──────── Given records

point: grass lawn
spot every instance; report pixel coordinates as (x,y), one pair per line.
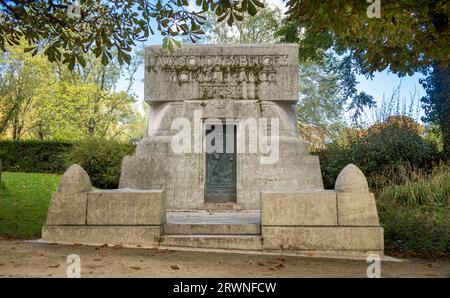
(24,200)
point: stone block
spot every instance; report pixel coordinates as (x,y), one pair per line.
(323,238)
(99,235)
(357,209)
(238,72)
(67,209)
(298,209)
(126,207)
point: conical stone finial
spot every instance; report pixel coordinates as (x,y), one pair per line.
(351,179)
(74,180)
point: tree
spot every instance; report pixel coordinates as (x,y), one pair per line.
(320,105)
(437,103)
(47,101)
(401,36)
(260,28)
(407,36)
(68,29)
(20,77)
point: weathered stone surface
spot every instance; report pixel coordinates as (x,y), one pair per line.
(99,235)
(67,209)
(297,209)
(241,242)
(323,238)
(183,175)
(351,179)
(126,207)
(74,180)
(235,72)
(357,209)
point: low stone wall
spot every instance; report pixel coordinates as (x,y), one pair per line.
(114,217)
(340,221)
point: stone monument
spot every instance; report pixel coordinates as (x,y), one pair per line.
(222,134)
(235,86)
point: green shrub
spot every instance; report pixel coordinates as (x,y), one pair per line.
(416,232)
(34,156)
(101,159)
(389,145)
(416,213)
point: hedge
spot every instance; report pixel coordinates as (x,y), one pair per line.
(34,156)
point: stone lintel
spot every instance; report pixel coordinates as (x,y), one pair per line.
(230,72)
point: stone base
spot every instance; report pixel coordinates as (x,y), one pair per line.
(148,236)
(323,238)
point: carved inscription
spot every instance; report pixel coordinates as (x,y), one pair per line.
(219,76)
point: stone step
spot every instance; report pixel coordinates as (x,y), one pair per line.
(211,229)
(238,242)
(222,206)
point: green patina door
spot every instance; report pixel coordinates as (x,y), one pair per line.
(220,163)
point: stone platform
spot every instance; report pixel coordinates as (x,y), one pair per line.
(339,222)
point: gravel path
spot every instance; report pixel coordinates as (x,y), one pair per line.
(25,259)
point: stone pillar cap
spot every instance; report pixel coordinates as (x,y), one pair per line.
(351,179)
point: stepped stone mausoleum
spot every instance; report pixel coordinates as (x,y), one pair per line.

────────────────

Rewrite all the entries above as a numbered list, omitting blank lines and leaving the picture out.

1. point: grass lawn
2. spot every instance; report pixel coordinates as (x,y), one pair per line.
3. (24,200)
4. point: stone block
5. spot every instance; report pixel coordinates as (x,y), one pair per line.
6. (323,238)
7. (99,235)
8. (357,209)
9. (238,72)
10. (67,209)
11. (298,209)
12. (126,207)
13. point: conical stone finial
14. spot every instance; report pixel coordinates as (x,y), one pair per line.
15. (351,179)
16. (74,180)
17. point: tree
18. spot every instance; report pixel coordinates as (x,y), one pair per line.
19. (320,105)
20. (437,103)
21. (47,101)
22. (401,36)
23. (260,28)
24. (407,36)
25. (68,29)
26. (20,77)
27. point: weathered stone surface
28. spot every instance; report pixel coordinates as (x,y), one pair per line.
29. (99,235)
30. (67,209)
31. (297,209)
32. (241,242)
33. (323,238)
34. (183,175)
35. (351,179)
36. (126,207)
37. (74,180)
38. (235,72)
39. (357,209)
40. point: low stone wall
41. spot every instance; report pixel coordinates as (x,y), one pair per line.
42. (114,217)
43. (340,221)
44. point: stone monument
45. spot every instance; report pixel coordinates as (x,y), one pair per line.
46. (222,134)
47. (235,86)
48. point: green shrub
49. spot every instance; report pixel coordinates as (x,y), one pair per line.
50. (416,232)
51. (34,156)
52. (101,159)
53. (389,145)
54. (416,213)
55. point: hedge
56. spot every instance; report pixel coordinates as (x,y), one pair per line.
57. (34,156)
58. point: stone lintel
59. spot every instance; report pixel coordinates as (x,y), one pair per line.
60. (230,72)
61. point: stone base
62. spot every instance; report pixel coordinates as (x,y), one pair per line.
63. (148,236)
64. (323,238)
65. point: carved inscription
66. spot every instance; report pixel coordinates as (x,y), one pair per line.
67. (219,76)
68. point: stone step
69. spot every instance; report pixel coordinates as (x,y), one pair per line.
70. (211,229)
71. (238,242)
72. (222,206)
73. point: green patina door
74. spot every instance; report pixel coordinates as (x,y), one pair per line.
75. (220,163)
76. point: stone platform
77. spot every instance; report pixel coordinates as (x,y), one pair per line.
78. (339,222)
79. point: gravel path
80. spot every instance; report pixel coordinates as (x,y), one pair per line.
81. (25,259)
82. point: stone pillar cap
83. spot every instance; report pixel coordinates as (x,y), one pair per line.
84. (351,179)
85. point: stepped stone mausoleum
86. spot every instance; report pixel coordinates as (x,y), one pair per line.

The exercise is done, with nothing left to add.